-- start of GIVEN DATA --

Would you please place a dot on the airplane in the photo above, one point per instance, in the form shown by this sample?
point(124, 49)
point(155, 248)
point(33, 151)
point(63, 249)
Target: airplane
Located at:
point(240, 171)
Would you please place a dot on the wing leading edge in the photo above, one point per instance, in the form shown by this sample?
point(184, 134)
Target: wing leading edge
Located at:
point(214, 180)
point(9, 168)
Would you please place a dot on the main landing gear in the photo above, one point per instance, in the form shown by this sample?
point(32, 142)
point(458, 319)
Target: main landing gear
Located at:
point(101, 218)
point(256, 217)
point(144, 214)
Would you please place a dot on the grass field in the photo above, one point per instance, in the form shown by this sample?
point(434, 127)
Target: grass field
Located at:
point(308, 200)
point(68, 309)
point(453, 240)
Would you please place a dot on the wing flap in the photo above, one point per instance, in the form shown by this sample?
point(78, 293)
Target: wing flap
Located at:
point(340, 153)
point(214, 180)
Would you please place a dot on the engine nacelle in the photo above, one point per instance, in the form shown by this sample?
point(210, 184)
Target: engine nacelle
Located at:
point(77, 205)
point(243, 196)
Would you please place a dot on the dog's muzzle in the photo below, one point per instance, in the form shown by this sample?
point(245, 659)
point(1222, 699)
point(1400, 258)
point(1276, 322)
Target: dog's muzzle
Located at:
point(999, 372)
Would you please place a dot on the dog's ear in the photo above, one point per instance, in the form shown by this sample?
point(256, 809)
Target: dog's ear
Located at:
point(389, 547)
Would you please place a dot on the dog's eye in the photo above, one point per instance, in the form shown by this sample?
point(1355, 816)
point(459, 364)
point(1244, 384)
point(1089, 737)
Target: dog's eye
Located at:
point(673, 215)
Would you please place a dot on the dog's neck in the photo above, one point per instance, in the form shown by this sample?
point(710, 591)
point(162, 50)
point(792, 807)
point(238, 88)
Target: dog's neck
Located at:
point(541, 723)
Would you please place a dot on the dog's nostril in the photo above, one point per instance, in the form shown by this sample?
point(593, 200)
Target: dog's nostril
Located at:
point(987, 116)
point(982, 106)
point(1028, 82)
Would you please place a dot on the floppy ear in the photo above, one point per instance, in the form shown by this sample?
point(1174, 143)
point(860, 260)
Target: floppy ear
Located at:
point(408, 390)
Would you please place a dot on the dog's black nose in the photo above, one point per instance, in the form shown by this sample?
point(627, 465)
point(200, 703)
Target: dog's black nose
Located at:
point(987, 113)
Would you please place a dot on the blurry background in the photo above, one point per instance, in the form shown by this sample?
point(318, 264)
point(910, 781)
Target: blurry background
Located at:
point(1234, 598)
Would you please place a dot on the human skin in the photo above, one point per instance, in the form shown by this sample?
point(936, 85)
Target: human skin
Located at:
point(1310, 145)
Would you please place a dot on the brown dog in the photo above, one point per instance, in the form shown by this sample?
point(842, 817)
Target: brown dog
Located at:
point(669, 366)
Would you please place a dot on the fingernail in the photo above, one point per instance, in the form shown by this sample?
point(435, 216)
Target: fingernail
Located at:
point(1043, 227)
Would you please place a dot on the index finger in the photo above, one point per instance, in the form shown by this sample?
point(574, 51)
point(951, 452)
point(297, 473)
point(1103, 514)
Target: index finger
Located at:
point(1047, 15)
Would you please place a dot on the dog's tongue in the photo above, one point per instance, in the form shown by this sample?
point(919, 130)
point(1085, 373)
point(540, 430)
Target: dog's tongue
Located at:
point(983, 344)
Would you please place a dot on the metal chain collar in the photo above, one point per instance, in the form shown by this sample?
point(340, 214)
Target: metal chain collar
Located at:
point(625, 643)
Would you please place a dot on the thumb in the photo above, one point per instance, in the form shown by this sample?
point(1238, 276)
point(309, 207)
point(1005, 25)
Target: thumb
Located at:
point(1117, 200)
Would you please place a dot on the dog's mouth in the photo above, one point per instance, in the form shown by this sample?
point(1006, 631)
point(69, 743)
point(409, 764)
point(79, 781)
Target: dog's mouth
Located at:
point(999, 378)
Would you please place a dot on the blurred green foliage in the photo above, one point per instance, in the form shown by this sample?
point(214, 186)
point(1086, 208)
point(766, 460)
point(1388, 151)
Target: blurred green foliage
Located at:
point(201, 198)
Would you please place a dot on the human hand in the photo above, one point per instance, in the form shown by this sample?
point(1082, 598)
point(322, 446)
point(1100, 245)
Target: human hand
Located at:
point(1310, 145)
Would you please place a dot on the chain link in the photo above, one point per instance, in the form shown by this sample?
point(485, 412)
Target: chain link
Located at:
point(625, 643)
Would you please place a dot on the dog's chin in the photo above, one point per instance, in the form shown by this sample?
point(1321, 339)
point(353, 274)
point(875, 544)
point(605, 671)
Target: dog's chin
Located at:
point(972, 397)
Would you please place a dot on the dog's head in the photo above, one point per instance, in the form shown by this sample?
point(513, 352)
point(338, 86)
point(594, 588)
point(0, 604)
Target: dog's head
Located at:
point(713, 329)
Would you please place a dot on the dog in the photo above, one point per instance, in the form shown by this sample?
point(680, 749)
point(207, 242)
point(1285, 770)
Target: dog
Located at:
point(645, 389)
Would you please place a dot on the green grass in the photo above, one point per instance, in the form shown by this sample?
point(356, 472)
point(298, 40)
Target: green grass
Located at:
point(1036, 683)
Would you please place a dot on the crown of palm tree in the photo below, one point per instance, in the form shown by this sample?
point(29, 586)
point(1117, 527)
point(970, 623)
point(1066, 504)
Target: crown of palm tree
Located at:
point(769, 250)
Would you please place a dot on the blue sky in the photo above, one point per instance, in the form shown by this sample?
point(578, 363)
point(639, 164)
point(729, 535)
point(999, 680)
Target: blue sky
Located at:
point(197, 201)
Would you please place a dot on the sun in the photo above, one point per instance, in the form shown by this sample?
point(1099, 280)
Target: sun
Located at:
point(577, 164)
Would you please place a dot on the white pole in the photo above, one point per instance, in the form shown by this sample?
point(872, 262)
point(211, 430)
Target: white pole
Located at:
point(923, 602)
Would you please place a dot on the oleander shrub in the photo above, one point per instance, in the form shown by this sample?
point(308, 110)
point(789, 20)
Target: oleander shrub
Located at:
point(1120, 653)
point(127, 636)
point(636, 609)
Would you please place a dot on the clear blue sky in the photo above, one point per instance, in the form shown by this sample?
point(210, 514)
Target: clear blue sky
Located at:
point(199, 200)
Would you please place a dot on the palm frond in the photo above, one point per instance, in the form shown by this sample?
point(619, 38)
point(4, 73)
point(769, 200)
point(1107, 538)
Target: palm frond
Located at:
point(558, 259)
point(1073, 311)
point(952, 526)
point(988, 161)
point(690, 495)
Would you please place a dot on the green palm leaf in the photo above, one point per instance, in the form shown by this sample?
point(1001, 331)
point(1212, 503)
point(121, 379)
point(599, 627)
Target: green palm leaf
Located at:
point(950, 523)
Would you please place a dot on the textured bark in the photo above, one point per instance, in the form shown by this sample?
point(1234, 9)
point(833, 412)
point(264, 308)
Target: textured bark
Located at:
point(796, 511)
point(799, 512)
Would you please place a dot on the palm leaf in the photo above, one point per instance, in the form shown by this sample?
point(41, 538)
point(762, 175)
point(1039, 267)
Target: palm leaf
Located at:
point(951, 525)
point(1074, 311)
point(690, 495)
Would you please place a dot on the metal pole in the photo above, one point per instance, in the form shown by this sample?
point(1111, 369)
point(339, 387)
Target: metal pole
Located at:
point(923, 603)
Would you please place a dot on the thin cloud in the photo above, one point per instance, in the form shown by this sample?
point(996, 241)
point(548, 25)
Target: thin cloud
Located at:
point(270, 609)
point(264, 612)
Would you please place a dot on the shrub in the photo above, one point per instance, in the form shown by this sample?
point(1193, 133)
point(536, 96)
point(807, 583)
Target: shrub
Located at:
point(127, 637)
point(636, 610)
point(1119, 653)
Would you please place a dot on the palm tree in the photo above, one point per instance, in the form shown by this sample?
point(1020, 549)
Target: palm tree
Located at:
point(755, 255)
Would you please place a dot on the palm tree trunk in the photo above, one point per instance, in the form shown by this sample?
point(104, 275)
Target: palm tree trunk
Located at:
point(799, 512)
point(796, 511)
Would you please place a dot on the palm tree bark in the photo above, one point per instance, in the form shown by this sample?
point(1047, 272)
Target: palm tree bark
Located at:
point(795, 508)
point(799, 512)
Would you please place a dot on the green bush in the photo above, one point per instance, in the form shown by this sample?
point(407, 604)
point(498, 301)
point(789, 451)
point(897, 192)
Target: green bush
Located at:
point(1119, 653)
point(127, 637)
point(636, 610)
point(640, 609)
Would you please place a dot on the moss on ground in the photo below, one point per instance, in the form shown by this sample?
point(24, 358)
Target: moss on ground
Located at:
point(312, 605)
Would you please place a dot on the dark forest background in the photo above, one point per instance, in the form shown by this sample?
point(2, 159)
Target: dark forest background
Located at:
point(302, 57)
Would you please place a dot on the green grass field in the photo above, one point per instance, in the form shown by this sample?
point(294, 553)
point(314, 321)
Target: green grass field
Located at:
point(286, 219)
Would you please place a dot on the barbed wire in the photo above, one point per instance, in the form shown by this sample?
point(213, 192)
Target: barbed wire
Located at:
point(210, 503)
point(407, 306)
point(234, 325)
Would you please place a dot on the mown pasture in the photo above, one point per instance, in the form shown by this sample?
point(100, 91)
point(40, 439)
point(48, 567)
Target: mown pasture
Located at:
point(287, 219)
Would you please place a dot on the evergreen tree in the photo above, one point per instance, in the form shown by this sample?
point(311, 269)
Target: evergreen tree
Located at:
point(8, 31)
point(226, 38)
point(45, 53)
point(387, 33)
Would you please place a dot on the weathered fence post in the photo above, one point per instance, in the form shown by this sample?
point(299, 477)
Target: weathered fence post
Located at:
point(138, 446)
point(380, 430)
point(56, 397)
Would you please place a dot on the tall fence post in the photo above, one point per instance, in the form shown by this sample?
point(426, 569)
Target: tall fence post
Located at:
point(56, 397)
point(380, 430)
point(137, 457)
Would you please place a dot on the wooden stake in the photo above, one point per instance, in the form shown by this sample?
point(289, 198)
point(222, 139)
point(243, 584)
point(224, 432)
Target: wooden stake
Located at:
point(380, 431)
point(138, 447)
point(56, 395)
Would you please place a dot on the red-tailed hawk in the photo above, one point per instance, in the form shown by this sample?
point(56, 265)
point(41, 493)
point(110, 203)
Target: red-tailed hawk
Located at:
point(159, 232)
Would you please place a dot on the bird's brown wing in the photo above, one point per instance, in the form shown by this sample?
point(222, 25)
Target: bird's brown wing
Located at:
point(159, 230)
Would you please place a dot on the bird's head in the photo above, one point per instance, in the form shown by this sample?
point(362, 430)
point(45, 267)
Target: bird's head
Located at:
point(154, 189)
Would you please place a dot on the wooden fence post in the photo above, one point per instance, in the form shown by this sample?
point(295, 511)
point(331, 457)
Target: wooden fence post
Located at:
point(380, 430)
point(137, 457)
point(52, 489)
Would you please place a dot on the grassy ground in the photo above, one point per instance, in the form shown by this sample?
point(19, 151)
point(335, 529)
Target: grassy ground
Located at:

-- end of GIVEN DATA --

## DIRECTIONS FOR THIS TASK
Render the lines of the records starting at the line containing "Would you please place a dot on the floppy" and ending at the line containing "point(983, 344)" as a JSON list of strings. Give one string per line, include both end lines, and leave out any blank lines.

## FULL RESPONSE
[
  "Would you please place a dot on the floppy ear in the photo above, one point per instance, in the form shown by this sample?",
  "point(1174, 143)",
  "point(860, 260)",
  "Target: floppy ear",
  "Located at:",
  "point(408, 390)",
  "Would you please place a dot on the dog's black nose in the photo above, one point per instance, in the form shown by this sample?",
  "point(627, 465)",
  "point(200, 703)",
  "Target: dog's black nose",
  "Located at:",
  "point(987, 113)",
  "Would you please place a dot on the blurry background in the photo above, one point per instance, in the form shown by this sample?",
  "point(318, 264)",
  "point(910, 781)",
  "Target: blurry background",
  "Located at:",
  "point(1234, 598)",
  "Would you please place a dot on the human skin in the photo above, one point per instance, in the form shown by this sample?",
  "point(936, 85)",
  "Target: human skin",
  "Located at:",
  "point(1310, 145)",
  "Would you please place a dot on the brown dog in the photo above, one point per instance, in the form shown by this sample?",
  "point(842, 817)",
  "Target: brown dog",
  "Located at:",
  "point(669, 366)",
  "Would you please place a dot on the fingernail in the photo above, one point per instance, in the form shown by this sample?",
  "point(435, 216)",
  "Target: fingernail",
  "Located at:",
  "point(1043, 227)",
  "Would you please place a dot on the index finger in the photo above, one point per instance, in the form shown by this sample?",
  "point(574, 51)",
  "point(951, 452)",
  "point(297, 473)",
  "point(1103, 514)",
  "Target: index finger",
  "Located at:",
  "point(1047, 15)",
  "Would you please place a dot on the dog's tongue in the photo above, one point per instance, in the form shown by this sample?",
  "point(919, 130)",
  "point(1085, 373)",
  "point(540, 430)",
  "Target: dog's tongue",
  "Located at:",
  "point(983, 344)"
]